Übungstext
◆ ◆ ◆

Heute feiern wir! Und dafür gibt es einen Grund. Ein Jubiläum quasi. Denn vor nunmehr 30 Jahren flog der Reaktor in Tschernobyl in die Luft und verseuchte ein Gebiet so groß wie Polen. Obwohl das ja eigentlich unmöglich war, weil die Wahrscheinlichkeit so verschwindend gering war (und nach Aussage der Atomkraftbefürworter noch immer ist), dass eine solch verheerende Havarie nur alle 10.000 Jahre - oder so - möglich ist.
Nun gut, dann haben wir also die nächsten zehntausend Jahre Ruhe? Brauchen wir keine Angst vor einem Atomdesaster mehr zu haben, weil wir das ja sowieso nicht erleben werden? Jedenfalls nicht persönlich, weil wir dann schon längst tot sind (und weil wir auf Grund des unter das Existenzminimums abgesenkten Rentenniveaus bereits deutlich vorher verhungert sein werden)? Das Problem mit der Wahrscheinlichkeit ist halt, dass nicht nur in zehntausend Jahren das nächste Atomkraftwerk in die Luft fliegen muss, sondern dass dies auch schon morgen (und woanders) passieren kann. Aber lassen wir uns davon nicht irre machen. Glauben wir einfach dem Geschwätz der Wissenschaftler, die die Kernenergie für eine sichere Sache halten, weil sie dafür bezahlt werden. Und sicher ist sie ja auch - todsicher.
Also feiern wir am 26. April das 30-jährige Jubiläum von Tschernobyl und den dreißigsten Geburtstag des atomaren Desasters. Sicher werden wir nicht allein sein. Ehrwürdige Wissenschaftler, mit stolz geschwellter Brust in blendend weißem Laborkittel feiern sicher mit und beteuern ein um´s andere Mal, dass man das so ja nie hatte voraus sehen können und dass letztlich alles nicht nur unmöglich, sonden außerdem eine äußerst unglückliche Verkettung unglücklicher Umstände gewesen sei, die noch dazu durch menschliches Versagen ausgelöst und aus dem wohl kalkulierten Ruder gelaufen war. Ganz genau so, wie zum Beispiel die unsinkbare Titanic, die eigentlich garnicht hätte sinken können, nein dürfen, wenn nicht menschliches Unvermögen dazu gekommen wäre. Aber das kann man ja mathematisch nicht ausreichend genau kalkulieren, weswegen man es erst garnicht versucht. Oder es doch zumindest so manipuliert, dass dieses Risiko vertretbar erscheint.

◆ ◆ ◆

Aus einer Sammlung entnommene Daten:
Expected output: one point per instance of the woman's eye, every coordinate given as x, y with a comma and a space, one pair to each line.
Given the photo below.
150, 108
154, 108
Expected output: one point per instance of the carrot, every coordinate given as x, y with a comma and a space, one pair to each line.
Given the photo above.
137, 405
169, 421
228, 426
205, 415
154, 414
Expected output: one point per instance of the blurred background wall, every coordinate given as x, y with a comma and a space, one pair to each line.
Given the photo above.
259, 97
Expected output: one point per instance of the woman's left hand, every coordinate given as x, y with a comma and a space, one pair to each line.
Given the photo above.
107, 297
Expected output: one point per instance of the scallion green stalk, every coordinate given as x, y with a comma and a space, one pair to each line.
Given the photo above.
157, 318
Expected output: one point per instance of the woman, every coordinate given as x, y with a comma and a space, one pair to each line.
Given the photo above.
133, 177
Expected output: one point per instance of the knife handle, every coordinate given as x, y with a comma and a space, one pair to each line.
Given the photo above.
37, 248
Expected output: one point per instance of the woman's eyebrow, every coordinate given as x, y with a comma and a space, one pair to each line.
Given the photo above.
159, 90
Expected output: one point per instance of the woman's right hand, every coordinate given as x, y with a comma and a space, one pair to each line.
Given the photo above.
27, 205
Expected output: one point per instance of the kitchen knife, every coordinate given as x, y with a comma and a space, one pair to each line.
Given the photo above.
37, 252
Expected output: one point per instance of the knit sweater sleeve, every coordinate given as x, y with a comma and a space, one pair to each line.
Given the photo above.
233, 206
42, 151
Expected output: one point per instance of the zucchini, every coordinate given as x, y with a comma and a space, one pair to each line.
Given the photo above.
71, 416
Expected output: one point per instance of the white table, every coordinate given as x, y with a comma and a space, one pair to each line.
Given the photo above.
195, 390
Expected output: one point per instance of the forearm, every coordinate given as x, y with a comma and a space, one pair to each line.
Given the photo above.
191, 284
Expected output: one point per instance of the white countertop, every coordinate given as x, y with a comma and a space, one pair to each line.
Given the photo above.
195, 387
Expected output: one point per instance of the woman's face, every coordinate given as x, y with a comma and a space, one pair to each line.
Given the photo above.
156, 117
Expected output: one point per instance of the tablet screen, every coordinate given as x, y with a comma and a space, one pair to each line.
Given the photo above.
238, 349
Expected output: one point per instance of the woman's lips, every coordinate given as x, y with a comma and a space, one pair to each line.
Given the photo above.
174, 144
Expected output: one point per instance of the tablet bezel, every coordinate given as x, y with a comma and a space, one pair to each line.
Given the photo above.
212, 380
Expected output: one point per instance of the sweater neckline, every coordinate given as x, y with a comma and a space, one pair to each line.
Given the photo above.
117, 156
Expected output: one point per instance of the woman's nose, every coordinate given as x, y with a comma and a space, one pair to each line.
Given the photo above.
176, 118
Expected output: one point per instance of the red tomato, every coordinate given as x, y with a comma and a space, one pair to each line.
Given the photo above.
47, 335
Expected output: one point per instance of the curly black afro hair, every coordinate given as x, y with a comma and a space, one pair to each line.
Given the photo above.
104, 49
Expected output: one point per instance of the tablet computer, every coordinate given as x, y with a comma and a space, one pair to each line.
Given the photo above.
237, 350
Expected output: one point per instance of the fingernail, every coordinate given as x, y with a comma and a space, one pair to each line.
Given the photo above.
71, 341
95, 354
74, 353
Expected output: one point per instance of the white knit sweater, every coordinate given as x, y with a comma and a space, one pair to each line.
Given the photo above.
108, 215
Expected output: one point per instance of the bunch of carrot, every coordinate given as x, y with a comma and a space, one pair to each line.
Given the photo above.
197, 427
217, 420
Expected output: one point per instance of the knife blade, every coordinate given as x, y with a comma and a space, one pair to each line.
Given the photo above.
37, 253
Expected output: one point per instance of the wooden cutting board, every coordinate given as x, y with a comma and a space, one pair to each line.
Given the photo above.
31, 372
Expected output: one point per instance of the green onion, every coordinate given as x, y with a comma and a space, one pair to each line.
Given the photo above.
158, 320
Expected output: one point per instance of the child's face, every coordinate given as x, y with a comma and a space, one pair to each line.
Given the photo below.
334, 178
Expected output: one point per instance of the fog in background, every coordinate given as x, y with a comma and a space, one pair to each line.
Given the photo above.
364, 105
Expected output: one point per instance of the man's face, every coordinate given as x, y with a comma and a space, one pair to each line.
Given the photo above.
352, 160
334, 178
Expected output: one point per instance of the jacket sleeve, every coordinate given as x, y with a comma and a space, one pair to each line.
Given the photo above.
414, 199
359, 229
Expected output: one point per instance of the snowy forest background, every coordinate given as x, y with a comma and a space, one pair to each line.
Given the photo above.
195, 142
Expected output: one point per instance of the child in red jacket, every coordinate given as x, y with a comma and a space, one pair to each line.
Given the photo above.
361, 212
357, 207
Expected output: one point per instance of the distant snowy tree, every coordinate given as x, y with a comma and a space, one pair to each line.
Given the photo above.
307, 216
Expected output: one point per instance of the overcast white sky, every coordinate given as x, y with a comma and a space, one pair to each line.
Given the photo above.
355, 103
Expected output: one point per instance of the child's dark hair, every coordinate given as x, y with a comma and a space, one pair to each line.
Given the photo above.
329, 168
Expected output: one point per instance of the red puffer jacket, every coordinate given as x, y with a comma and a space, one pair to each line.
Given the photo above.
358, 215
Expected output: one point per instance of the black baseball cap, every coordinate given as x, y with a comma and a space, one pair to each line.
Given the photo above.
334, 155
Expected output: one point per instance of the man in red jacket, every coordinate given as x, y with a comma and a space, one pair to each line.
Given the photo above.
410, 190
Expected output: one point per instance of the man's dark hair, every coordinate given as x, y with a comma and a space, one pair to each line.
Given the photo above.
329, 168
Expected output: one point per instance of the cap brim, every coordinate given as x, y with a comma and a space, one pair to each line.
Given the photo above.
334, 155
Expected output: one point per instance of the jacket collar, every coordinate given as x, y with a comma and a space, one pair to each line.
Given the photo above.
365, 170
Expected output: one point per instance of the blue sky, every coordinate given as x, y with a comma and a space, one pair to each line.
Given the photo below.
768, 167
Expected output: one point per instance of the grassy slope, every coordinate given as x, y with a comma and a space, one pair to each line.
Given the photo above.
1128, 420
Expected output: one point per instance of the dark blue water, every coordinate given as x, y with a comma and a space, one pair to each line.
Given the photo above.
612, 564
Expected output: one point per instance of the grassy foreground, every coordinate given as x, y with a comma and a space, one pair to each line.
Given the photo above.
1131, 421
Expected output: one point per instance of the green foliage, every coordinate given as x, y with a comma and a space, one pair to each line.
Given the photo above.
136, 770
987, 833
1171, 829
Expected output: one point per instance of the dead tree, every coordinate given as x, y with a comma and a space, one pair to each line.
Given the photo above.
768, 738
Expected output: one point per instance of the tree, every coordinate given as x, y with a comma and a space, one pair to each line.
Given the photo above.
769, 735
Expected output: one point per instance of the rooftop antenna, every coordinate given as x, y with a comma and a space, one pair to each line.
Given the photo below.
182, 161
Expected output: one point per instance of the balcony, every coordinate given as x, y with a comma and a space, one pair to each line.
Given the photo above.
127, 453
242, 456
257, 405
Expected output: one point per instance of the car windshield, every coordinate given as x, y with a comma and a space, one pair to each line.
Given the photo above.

◆ ◆ ◆

Aufgabe 1
Schreiben Sie aus dem Text über Tschernobyl jeden Satz heraus, der mit einem Fragezeichen endet.
Aufgabe 2
Kopieren Sie aus dem Text über Tschernobyl den Abschnitt von „Nun gut, dann“ bis einschließlich „auch - todsicher.“ wortgetreu.
Aufgabe 3
Nehmen Sie den Text über Tschernobyl nach seinem letzten Satz wieder auf und führen Sie ihn weiter.

Lösung 1
- Nun gut, dann haben wir also die nächsten zehntausend Jahre Ruhe?
- Brauchen wir keine Angst vor einem Atomdesaster mehr zu haben, weil wir das ja sowieso nicht erleben werden?
- Jedenfalls nicht persönlich, weil wir dann schon längst tot sind (und weil wir auf Grund des unter das Existenzminimums abgesenkten Rentenniveaus bereits deutlich vorher verhungert sein werden)?

Lösung 2
Nun gut, dann haben wir also die nächsten zehntausend Jahre Ruhe? Brauchen wir keine Angst vor einem Atomdesaster mehr zu haben, weil wir das ja sowieso nicht erleben werden? Jedenfalls nicht persönlich, weil wir dann schon längst tot sind (und weil wir auf Grund des unter das Existenzminimums abgesenkten Rentenniveaus bereits deutlich vorher verhungert sein werden)? Das Problem mit der Wahrscheinlichkeit ist halt, dass nicht nur in zehntausend Jahren das nächste Atomkraftwerk in die Luft fliegen muss, sondern dass dies auch schon morgen (und woanders) passieren kann. Aber lassen wir uns davon nicht irre machen. Glauben wir einfach dem Geschwätz der Wissenschaftler, die die Kernenergie für eine sichere Sache halten, weil sie dafür bezahlt werden. Und sicher ist sie ja auch - todsicher.

Lösung 3
Wieviele Kinder wurden missgebildet geboren und starben unter Qualen nach einem mehr oder weniger kurzen und dennoch kaum erträglichen Leben als Zombies der nuklearen Apokalypse? Wie viele Menschen erkrankten in der Folge an Krebs und siechten dahin, bis sie jämmerlich verröchelten, ohne dass die Regierung jemals die Verantwortung dafür übernommen hätte und sich um die Heilung und wo das nicht (oder nicht mehr) möglich war, wenigstens um eine Linderung der Leiden und eine angemessene Versorgung der Opfer und Hinterbliebenen gekümmert hätte?
Nun ja, man hängte den mutigen Männern und Frauen, die mit lumpigen Blechschaufeln bewaffnet in die havarierten Reaktorblöcke geschickt wurden, um die hoch radioaktiven Abfälle, den Schutt und die Brennstäbe zusammen zu schaufeln mit Orden aus purem Blech und überließ sie anschließend der Strahlenkrankheit. Das Gebiet um den Reaktor wurde großflächig zur Sperrzone erklärt und im Nachhinein gesehen ist das ja ein wahres Glück gewesen. Jedenfalls für den bald im Ostblock eingezogenen Kapitalismus. Denn so kann man heute für satte 80 € pro Nase einen Tagesausflug in die Stadt am Prypjat machen, zum sich gruseln. Das schafft wenigstens ein paar Arbeitsplätze und der morbide Charme der Ruinen ist sicher eine passende Kulisse für jeden Zombiestreifen.
Was das Thema Wahrscheinlichkeit in Theorie und Praxis angeht, so können wir, um das ganze dumme Geschwätz der Energiekonzerne auf der ganzen Welt zu entlarven, noch kurz auf ein paar weitere mehr oder weniger große Havarien verweisen, die nach der Wahrscheinlichkeit auch noch nicht hätten passieren dürfen - und trotzdem eintraten...
- am 28.3.1979 kam es im Atomkraftwerk Three-Miles-Island bei Harrisburg in Pennsylvania/USA zu einer partiellen Kernschmelze. Die Katastrophe wurde mit INES 5 eingestuft (INES von International Nuclear and Radiological Event Scale). Es gibt 7 INES-Stufen, wobei INES 7 die höchste Stufe ist, mit der katastrophale Unfälle in atomaren Anlagen eingeschätzt werden. Ursache war menschliches Versagen!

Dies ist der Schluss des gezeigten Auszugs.